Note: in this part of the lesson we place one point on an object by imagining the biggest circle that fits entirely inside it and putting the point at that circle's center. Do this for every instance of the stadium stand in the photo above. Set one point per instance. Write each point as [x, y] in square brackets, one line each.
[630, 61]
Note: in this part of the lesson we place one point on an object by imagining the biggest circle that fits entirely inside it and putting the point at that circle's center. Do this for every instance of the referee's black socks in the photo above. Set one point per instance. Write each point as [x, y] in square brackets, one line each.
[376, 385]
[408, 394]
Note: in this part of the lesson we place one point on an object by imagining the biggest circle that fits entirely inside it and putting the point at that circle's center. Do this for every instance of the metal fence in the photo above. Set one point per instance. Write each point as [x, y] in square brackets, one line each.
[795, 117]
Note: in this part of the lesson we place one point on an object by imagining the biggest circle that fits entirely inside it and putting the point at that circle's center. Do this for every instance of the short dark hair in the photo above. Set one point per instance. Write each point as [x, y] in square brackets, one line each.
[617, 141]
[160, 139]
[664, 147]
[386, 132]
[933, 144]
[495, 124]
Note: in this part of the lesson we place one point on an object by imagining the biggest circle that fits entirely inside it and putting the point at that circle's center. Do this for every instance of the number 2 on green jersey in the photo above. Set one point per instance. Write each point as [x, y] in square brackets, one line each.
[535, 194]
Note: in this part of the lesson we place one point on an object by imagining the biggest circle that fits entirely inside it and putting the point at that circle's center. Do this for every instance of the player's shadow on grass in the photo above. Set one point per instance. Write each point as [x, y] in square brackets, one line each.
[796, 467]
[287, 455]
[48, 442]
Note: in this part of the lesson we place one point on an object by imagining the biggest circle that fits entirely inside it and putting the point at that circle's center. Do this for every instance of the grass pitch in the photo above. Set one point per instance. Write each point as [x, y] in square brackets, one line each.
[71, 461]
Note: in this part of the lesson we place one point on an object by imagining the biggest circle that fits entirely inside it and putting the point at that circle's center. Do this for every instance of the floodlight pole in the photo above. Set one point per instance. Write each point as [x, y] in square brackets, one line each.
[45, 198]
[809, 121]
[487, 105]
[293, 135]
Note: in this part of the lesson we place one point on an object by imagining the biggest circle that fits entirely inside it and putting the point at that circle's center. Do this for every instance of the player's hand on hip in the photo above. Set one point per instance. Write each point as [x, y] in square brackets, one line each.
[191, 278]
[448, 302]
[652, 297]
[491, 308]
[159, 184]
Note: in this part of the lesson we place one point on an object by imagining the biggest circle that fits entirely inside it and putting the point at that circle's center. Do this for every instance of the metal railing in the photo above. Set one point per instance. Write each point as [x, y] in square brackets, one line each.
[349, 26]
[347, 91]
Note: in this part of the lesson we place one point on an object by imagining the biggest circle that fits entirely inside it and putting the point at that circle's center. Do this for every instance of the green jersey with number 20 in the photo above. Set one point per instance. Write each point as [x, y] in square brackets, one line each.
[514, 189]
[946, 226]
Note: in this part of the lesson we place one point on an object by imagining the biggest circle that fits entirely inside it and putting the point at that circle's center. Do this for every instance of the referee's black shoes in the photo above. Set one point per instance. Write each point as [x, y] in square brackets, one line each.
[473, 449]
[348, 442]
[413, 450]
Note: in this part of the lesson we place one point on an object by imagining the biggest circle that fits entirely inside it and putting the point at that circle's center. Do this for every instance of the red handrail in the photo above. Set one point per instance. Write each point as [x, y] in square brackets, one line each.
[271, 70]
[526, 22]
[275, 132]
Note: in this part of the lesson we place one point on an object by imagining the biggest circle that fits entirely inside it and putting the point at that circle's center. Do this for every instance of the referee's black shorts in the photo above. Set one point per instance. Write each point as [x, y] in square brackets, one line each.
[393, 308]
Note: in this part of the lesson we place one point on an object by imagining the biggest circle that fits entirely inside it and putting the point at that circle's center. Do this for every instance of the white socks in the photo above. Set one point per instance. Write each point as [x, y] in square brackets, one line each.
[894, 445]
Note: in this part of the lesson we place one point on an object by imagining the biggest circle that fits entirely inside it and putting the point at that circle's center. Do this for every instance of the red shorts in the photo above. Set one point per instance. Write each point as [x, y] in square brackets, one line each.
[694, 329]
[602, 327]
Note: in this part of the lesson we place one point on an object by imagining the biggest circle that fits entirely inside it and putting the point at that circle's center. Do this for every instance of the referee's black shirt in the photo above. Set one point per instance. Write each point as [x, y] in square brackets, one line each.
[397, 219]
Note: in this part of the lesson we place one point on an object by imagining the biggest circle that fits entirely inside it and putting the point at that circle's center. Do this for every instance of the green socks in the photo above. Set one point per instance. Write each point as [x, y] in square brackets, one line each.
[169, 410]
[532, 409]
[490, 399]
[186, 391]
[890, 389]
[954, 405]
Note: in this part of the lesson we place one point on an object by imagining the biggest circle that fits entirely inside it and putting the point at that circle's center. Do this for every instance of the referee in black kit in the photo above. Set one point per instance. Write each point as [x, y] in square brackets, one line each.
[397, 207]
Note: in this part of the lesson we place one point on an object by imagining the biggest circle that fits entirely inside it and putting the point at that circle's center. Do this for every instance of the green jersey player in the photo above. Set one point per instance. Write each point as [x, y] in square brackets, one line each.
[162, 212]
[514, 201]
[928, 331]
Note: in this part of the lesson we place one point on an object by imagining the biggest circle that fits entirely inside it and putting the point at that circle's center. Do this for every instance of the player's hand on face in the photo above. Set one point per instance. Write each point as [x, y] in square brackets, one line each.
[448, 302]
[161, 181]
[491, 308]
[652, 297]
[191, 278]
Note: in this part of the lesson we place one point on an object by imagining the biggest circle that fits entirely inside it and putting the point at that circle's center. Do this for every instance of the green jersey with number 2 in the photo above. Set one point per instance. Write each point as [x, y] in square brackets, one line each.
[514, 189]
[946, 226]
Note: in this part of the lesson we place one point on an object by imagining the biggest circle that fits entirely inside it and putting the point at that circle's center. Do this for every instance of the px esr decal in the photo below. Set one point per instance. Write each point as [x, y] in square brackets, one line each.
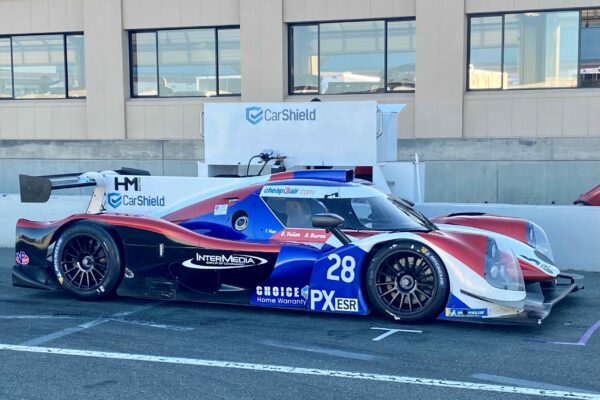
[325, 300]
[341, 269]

######

Repeat the data above exactly, but not the pictures.

*YOUR RESPONSE*:
Note: in this part of the lesson we place one point on an object by imagining the biggest circle that fits entirely inside it and putting the point at that circle's center. Do this for every instance of the stadium stand in the photo above. Set one point per instance. Write each point as [x, y] in square brackets, one line each.
[630, 61]
Note: in this part of the lesson we place one point on an object by imagining the biggest circle that fits entirely inside it and putting the point at that circle's center. Do this for every instance of the referee's black socks in the photo above. Set one point per instance. Write each point as [x, y] in square brackets, one line each.
[376, 385]
[408, 394]
Note: in this part of the lesson we place one point on an object by imagining the biggest circle that fits entirely inside it and putting the point at that circle's center. Do this for every instance of the metal fence in the photo above. Set one point per instance. Write each point as [x, y] in square brackets, one line each.
[795, 117]
Note: in this part of the lesson we place one point on an object by imagining the biggest circle that fits entirely inside it and putting the point at that circle's center. Do this for every instance of the short dark hair in the photo above. Set one point per instance. Write each point as [x, y] in square brackets, one line each.
[617, 141]
[160, 139]
[664, 147]
[386, 132]
[933, 144]
[495, 124]
Note: in this part of the lesson we place one point on an object by imagining the biggest circle that fits entirely inside it and putting the point at that circle's center. Do this for every instance of the number 2 on green jersey in the photo above. Set one point per instance. Write each point as [x, y] in square brackets, one line each.
[535, 194]
Note: in this part of the lesson we place one point on an object by imagining the biggest circle that fits entirely inside it and putting the point at that circle's center. Do this for every instance of the player's shadow on grass in the photo above. Set one point per instance. Write each point as [x, y] in square brackets, one line each.
[796, 467]
[287, 455]
[48, 442]
Note: in this part of the lesson we place one point on an object by imagining the biggest circle that fits entirely inside it and putting the point at that circle's center. Do this for every instance of the grass pitch in the photo above. Set one point per instance. Write each point as [x, y] in square brackets, one line each.
[71, 461]
Note: in this part of the lesson we place one point on an object by imagining the biggest circle that fits entirely inside it and putting the point at that circle's center. Do this for every instance of the floodlight pole in the photo above. Set one point per instance. Write each point as [x, y] in square brackets, one line each.
[45, 198]
[809, 121]
[487, 105]
[293, 135]
Note: in this part of the lesson we place one point on an object by imagining the biggest circle that fits entirely inside it and putting the point at that circle's center. Do this for every instance of the player's hand on hip in the photo above. Set one point per instance. Write each point as [x, y] in square brackets, one line each.
[191, 278]
[448, 302]
[652, 297]
[491, 308]
[159, 184]
Note: in this part of the lesson we place one point on an object by imagining the biggest circle that fits entirely inside it and putting the point at that circle's center. Do this for every instance of the metal railing in the photo above. Set one point per instance. Write each point as [x, y] in square brackets, one line each.
[349, 26]
[347, 91]
Note: in this part of the lesson we place one point on an object by imagining the biggest circle that fits entirely inside it and putting the point at that circle's center. Do this for every instance of the green jersey with number 20 in the photo above. Set one point per instance. Write each point as [x, y] in square brackets, one line each.
[514, 189]
[946, 226]
Note: in this part of the lesson we place one point on an object by imagining the biggest circle that fits entirely inside it and putting the point at that circle's center. Do this for every instance of the referee's black shoes in the photo above. Set one point per instance. Write each point as [x, y] in square brackets, one line each.
[473, 449]
[348, 442]
[413, 450]
Note: in this part of the lesson we place one point on an object by imagining the biggest circle that fits entirely inside it and putting the point at that circle's center. Do this for every instance of the red handrail in the photo above. Set one point per instance. Write each point as [x, y] in square brackets, one line each.
[271, 70]
[526, 22]
[275, 132]
Note: in this part of the lesson we place one point on an object by imagining the biggest circle that fits entirely inside it and putting the point at that circle's center. Do this for every instance of the referee's black shorts in the photo above. Set one point per instance. Write each point as [x, y] in square brackets, one line each.
[393, 308]
Note: in this part of the lesson we place one point on an object by imagining the biggest circle that fits entirely inside it and putting the point at that circle's center. Do this for every instance of the white socks in the photo above. Set one point per instance. Write each point as [x, y] in square brackets, one line each.
[894, 445]
Note: in this part of the lesson we place one point on an object by imagining the biggest circle that fits entirely inside it and putting the point at that circle's center. Do this for every instance of the red shorts in the photo above. Set one point per instance. Write each point as [x, y] in square brackets, one line each.
[694, 329]
[602, 327]
Note: in this part of the lesson we place one point on an object by imagining the biggest circle that fits entirely inside it and putting the point at that circle's center. Do this for every instance of the referee's black shirt in the photo above. Set one point per instance. Write each point as [x, y] in square brackets, one line each.
[397, 219]
Note: in this part of the lesson we place one point on an object by imagining the biggest circle that fits entirely inside it and putting the point at that circle's center. Do this for every instance of the green socks in the photo above. Set one point per instance. Write each point as [x, y] in square brackets, one line each.
[169, 410]
[532, 409]
[490, 399]
[186, 391]
[890, 389]
[954, 405]
Note: in this part of the lesson we place one point on an object by imagining the biggest circle that fits entirely inside it and putting the point at that circle's center. Do this for every instance of the referee in black kit in the photo above. Set one point per instance. Write each point as [x, y] in square brackets, one line each.
[397, 207]
Note: in this part of the lesson we place one point on an object by imagining the biggest circle that fits entirely inside it and putting the point at that circle's center. Do this for every instance of the green jersey player in the photo above. Set one point per instance. Write each point as [x, y] in square brackets, one line each.
[162, 212]
[514, 201]
[928, 331]
Note: in this part of the lesson we place one point on an object by imagining the biggest circle that fits entirely inside it and putting the point at that circle's center. Do this for every instance of the player's hand on face in the photo above. Set one point per instance. Write each point as [x, y] in square brackets, one line each.
[448, 302]
[161, 181]
[491, 308]
[652, 297]
[191, 278]
Note: in this part of the lesson we place one point on an object by imagining the biggest circle that fits entirely inside it and putting the point at that circle's center. Do this for every instance of the green jersey with number 2 in the photo above. Set one point per instance. Write each point as [x, y] in square brackets, one line each.
[514, 189]
[946, 226]
Note: in this part of the lesson we place one point on an object by imagining the biggest circle that fits entirely inside it and putting the point at that circle's center. Do this for every instance of the px esr decal in the photo below. Set one point per instance. Write each point as [x, y] in square brackets, one line each.
[325, 300]
[341, 269]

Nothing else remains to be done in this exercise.